:: TAREFA A ::
Responda a estas perguntas com base no relato da caminhada em Posto Santo:
(i) Que romance é apontado como o principal farol da aventura, e de que autor?
(ii) Onde foi estacionado o carro?
(iii) Que nome davam as pessoas dali ao lugar por onde a vereda entrava mata adentro?
:: TAREFA B ::
Reescreva em forma de lista o parágrafo do relato da caminhada em Posto Santo que começa por "Antes de mais devo confessar", mantendo os factos principais.
======== TEXTO FORNECIDO
Antes de mais devo confessar que o principal farol desta intrépida aventura que aqui se relata foi aquela outra do José Artur, personagem central do romance "Arquipélago", de Joel Neto, e tal como ele, perdidos na demanda das secretas pedras da Grota do Medo, também pedi informações num café à beira da estrada em Posto Santo onde me indicaram as montanhas lá em cima sobre a freguesia, por onde eu e a N. já nos tínhamos perdido naquela manhã por caminhos sem saída e aí chegados, perdidos novamente, tal como ele, voltei a indagar junto do café situado mesmo em frente ao império... Dessa vez, e seria a última tentativa porque já íamos desesperando, especialmente a N. que tem para contar várias expedições minhas em busca de tesouros arqueológicos que depois se revelam pouco gratificantes para o esforço e paciência investidos... -"Calma - ia eu moralizando ao mesmo tempo que consultava pela enésima vez o pequeno mapa que tinha rabiscado ainda no continente e olhando ao redor em busca dos pontos cardeais - está quase, deve ser mesmo por aqui, cheira-me que é por esta mata adentro." - "E vale mesmo a pena, vais ver!" Tinha que ser mesmo ali, tínhamos estacionado o carro mesmo ao lado do império e seguido a pé pela canadinha de bagacina de que falara o homem do café, e agora ali estava à esquerda aquela que só poderia ser a vereda mencionada que entrava mata adentro pelo Outeiro das Pedras, assim lhe chamavam as pessoas dali...

"N a caminho da Grota"
================
======== DADOS BRUTOS
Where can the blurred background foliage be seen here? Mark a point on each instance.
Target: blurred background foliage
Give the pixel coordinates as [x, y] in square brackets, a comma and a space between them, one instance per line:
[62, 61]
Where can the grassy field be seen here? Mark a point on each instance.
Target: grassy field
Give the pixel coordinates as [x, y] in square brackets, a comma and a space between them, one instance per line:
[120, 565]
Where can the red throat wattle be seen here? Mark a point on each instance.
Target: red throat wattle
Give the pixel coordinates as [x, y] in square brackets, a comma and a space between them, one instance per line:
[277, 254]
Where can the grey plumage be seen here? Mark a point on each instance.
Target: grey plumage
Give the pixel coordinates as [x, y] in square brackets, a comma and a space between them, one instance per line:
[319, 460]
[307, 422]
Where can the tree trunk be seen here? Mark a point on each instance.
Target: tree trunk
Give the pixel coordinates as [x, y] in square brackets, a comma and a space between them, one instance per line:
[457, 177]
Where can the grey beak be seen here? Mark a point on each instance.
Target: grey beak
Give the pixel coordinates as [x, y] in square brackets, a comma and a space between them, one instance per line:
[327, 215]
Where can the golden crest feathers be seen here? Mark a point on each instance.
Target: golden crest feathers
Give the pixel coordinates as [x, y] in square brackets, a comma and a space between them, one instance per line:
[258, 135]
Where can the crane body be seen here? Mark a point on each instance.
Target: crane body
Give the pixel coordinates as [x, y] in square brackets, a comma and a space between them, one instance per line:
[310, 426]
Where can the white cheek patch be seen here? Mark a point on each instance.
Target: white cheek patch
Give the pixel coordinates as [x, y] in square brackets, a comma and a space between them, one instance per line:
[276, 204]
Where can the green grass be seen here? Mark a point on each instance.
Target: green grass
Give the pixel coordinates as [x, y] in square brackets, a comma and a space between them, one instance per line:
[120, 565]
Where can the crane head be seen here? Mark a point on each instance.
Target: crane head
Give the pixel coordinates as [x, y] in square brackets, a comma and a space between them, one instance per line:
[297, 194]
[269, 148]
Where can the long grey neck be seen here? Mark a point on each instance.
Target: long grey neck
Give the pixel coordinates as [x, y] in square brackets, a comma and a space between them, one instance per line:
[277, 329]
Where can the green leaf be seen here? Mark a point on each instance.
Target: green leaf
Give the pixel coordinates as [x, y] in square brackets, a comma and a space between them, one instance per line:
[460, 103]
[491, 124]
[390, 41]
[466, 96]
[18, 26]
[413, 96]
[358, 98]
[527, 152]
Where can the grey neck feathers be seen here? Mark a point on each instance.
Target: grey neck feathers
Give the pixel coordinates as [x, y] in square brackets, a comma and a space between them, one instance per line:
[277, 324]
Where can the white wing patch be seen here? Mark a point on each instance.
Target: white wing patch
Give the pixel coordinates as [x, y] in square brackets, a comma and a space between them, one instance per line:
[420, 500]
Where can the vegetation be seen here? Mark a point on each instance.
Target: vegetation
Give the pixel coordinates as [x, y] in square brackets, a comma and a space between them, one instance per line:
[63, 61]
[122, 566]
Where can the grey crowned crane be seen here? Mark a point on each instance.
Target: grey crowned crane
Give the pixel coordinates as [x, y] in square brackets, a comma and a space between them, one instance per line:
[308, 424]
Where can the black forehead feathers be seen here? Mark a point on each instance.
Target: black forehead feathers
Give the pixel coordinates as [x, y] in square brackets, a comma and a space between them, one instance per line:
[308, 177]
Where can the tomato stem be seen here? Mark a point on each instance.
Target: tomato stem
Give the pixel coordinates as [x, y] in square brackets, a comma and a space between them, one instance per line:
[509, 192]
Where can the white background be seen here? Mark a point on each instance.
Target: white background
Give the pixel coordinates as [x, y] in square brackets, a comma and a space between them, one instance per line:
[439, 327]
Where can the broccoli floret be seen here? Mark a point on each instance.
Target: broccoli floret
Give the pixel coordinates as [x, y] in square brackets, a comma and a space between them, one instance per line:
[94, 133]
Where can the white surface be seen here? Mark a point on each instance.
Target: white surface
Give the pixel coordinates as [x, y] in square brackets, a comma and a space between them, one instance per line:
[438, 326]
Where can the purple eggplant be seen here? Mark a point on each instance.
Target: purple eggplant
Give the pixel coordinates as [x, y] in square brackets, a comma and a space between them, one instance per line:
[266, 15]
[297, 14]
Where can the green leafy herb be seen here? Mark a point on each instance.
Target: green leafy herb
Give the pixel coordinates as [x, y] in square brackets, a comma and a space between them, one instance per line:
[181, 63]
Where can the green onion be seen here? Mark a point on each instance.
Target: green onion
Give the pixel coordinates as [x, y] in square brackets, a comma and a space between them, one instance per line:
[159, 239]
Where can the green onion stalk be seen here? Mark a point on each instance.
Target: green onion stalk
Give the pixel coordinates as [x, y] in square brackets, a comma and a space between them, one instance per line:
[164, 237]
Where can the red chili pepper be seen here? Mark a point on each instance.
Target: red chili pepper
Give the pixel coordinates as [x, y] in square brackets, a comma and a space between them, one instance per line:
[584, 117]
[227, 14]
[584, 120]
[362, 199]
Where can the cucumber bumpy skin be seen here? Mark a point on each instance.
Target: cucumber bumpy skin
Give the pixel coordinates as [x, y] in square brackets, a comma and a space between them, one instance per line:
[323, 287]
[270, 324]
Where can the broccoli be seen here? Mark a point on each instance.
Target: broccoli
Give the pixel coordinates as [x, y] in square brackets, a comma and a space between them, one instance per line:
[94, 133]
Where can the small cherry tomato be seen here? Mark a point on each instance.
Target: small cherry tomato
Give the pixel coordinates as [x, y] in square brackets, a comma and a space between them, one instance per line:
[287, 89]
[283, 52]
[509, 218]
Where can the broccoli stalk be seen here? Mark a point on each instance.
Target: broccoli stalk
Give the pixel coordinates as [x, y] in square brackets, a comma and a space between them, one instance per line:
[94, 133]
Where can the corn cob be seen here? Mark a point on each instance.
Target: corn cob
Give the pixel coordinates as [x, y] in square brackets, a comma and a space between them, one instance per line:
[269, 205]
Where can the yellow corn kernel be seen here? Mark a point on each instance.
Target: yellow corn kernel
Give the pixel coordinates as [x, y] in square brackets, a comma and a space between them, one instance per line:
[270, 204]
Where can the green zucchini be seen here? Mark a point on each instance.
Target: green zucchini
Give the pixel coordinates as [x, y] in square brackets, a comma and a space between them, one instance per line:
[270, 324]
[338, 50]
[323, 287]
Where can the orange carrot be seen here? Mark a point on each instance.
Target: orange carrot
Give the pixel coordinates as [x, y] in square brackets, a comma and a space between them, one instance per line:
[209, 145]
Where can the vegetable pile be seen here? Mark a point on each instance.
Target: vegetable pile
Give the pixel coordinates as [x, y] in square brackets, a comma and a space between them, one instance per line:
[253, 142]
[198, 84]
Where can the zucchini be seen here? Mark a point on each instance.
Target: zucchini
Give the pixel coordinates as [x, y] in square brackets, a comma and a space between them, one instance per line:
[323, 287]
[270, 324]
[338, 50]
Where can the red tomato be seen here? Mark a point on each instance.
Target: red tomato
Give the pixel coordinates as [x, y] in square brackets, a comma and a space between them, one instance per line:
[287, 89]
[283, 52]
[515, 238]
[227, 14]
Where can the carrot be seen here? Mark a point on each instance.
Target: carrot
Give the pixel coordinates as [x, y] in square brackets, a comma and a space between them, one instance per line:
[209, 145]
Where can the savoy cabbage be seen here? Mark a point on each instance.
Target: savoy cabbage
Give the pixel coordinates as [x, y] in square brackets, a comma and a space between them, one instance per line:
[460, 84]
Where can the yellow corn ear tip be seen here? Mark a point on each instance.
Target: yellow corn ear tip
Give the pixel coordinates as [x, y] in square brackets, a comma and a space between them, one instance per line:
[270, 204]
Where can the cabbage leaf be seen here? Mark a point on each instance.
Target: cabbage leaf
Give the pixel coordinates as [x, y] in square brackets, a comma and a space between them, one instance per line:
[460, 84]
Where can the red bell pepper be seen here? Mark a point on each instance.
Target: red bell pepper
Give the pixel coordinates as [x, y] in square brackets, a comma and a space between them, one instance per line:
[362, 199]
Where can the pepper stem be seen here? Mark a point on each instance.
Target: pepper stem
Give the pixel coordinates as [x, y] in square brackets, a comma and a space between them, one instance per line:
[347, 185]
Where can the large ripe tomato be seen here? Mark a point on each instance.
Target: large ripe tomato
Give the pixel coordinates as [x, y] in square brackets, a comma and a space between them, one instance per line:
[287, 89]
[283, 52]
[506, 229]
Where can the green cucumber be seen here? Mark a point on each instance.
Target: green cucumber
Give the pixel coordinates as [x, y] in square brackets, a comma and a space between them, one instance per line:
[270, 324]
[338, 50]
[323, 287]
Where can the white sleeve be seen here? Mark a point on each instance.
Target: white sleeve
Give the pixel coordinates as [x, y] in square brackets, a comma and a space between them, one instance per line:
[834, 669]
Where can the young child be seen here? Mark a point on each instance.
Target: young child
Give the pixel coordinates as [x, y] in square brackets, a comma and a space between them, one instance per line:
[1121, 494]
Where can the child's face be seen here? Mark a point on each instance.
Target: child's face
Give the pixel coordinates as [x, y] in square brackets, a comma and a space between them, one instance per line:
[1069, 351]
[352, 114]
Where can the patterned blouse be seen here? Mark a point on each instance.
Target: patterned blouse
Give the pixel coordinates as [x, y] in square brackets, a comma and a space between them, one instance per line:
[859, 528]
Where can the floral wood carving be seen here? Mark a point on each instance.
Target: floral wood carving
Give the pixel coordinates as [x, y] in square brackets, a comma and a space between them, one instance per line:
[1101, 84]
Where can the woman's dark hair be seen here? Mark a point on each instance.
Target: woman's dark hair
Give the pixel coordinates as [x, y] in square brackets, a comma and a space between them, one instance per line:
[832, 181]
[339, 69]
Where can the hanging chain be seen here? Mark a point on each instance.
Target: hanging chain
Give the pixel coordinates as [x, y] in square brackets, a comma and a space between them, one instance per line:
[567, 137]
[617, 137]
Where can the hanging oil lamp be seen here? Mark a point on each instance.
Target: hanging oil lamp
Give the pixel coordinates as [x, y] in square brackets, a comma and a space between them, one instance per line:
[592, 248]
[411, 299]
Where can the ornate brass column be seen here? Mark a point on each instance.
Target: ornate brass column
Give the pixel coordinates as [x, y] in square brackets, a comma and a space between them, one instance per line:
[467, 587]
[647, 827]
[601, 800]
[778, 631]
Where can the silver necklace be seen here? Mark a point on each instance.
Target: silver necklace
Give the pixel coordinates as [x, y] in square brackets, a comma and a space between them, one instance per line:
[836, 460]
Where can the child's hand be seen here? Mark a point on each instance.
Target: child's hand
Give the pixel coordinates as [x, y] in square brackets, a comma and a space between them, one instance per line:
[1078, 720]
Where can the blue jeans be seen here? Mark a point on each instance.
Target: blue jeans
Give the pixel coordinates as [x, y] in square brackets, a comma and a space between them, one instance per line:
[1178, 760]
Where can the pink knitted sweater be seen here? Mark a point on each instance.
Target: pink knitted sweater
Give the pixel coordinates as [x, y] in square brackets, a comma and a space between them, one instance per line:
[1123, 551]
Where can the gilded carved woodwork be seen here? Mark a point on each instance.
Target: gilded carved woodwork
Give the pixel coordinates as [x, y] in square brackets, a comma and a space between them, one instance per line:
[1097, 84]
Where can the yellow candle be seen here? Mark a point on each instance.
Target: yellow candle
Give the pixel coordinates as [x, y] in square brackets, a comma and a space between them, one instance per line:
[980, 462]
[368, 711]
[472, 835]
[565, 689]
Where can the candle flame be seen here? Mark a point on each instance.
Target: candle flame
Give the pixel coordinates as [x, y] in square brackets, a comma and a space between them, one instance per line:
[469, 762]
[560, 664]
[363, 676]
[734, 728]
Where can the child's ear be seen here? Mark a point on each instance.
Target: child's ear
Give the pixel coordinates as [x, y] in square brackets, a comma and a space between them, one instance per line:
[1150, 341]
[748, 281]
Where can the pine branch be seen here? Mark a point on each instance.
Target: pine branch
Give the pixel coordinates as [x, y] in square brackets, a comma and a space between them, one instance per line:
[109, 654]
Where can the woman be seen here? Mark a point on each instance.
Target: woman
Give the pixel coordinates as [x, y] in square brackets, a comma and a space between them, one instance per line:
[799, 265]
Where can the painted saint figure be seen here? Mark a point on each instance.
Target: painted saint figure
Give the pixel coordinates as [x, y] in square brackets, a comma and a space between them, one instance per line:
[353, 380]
================
:: RESULTADO DA TAREFA A ::
(i) O romance "Arquipélago", de Joel Neto.
(ii) Mesmo ao lado do império.
(iii) Outeiro das Pedras.

:: RESULTADO DA TAREFA B ::
- O principal farol da aventura foi a de José Artur, personagem central do romance "Arquipélago", de Joel Neto.
- Tal como ele, pedi informações num café à beira da estrada em Posto Santo, onde me indicaram as montanhas lá em cima, sobre a freguesia.
- Eu e a N. já nos tínhamos perdido por lá nessa manhã, por caminhos sem saída. Voltei a perguntar no café em frente ao império, no que seria a última tentativa.
- A N. já ia desesperando, pois tem para contar várias expedições minhas em busca de tesouros arqueológicos pouco gratificantes para o esforço e a paciência investidos.
- Eu ia pedindo calma, consultando o pequeno mapa rabiscado ainda no continente e garantindo que faltava pouco e que valia a pena.
- Estacionámos o carro ao lado do império e seguimos a pé pela canadinha de bagacina de que falara o homem do café.
- À esquerda surgiu a vereda que entrava mata adentro pelo Outeiro das Pedras, nome que lhe davam as pessoas dali.